## Task objective:
Reproduce, word for word, the part of the reinforcement learning passage below that runs from "Yes, It's PacMan" to "to their environment.".

## Source excerpt:

Reinforcement Learning: A step towards Artificial General Intelligence

Yes, It's PacMan

Unlike other machine learning algorithms, that are dependent on pre-collected data, Reinforcement Learning is a type of semi-supervised machine learning method that is based on rewards determined during the training of the algorithms.

Reinforcement learning is the closest we have got to mimic the human’s ability to learn from its experiences. It is best applied to situations where algorithms have to take a decision according to their environment.

Artificial General Intelligence(AGI) is one such concept where a machine is able to perform any intellectual task that a human being can. Though we are far from achieving this feat as of now, AGI has been the most sought-after goal in the entire field of computer science. Today, most of the AI applications are problems specific, and they barely touch down to the hopes of AGI. But, with reinforcement learning, achieving the goal of AGI is quite a possibility.

AGI is a type of meta-learning which refers to the ability of a single algorithm to learn multiple tasks. It can be thought of as the job of the algorithm to learn how to learn and generalize it to acquire new skills, the way humans do.

## Data supplied:
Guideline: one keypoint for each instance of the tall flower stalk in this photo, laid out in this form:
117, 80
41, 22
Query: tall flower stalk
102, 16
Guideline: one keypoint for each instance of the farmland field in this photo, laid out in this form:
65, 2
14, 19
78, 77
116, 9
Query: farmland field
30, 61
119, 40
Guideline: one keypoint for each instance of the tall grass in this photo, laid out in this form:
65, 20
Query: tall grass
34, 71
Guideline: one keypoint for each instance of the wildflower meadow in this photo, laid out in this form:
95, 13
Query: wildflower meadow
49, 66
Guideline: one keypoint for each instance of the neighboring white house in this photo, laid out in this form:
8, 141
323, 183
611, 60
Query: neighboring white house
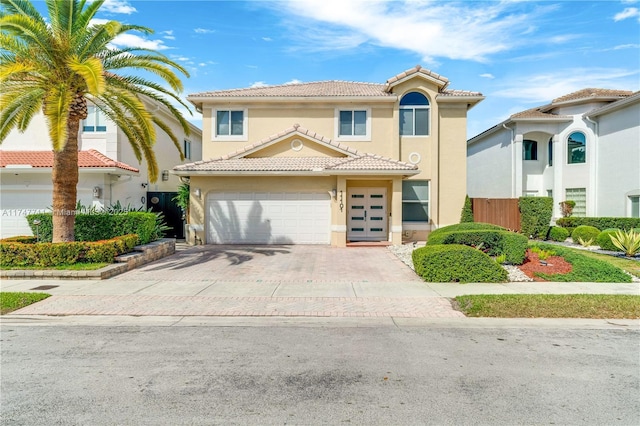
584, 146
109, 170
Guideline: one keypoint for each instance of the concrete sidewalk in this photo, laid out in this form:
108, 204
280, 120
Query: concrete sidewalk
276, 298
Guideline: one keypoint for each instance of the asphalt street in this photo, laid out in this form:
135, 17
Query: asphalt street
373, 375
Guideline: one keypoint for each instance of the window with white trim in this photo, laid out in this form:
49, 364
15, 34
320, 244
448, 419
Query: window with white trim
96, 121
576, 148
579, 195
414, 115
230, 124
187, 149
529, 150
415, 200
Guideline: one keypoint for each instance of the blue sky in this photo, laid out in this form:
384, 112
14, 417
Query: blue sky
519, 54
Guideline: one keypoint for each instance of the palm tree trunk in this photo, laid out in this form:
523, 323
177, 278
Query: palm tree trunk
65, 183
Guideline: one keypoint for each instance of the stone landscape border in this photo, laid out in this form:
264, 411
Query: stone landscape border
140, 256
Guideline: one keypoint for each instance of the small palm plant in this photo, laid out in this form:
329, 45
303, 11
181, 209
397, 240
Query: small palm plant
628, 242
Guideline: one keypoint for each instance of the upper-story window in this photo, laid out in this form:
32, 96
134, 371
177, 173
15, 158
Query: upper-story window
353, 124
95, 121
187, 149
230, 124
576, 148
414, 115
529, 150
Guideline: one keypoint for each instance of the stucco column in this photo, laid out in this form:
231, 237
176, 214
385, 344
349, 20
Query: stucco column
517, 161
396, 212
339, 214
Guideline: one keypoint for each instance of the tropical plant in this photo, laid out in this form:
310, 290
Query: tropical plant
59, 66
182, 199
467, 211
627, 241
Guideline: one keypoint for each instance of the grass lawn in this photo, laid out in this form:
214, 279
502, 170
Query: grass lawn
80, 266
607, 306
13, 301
...
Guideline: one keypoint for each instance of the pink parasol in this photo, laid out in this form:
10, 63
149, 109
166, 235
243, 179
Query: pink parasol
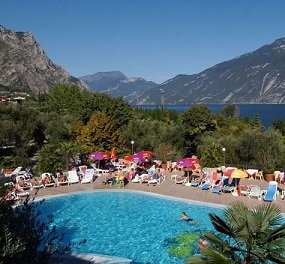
---
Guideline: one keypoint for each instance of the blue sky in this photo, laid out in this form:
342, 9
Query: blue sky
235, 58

## Task result:
Yes, It's PacMan

Unlike other machine learning algorithms, that are dependent on pre-collected data, Reinforcement Learning is a type of semi-supervised machine learning method that is based on rewards determined during the training of the algorithms.

Reinforcement learning is the closest we have got to mimic the human’s ability to learn from its experiences. It is best applied to situations where algorithms have to take a decision according to their environment.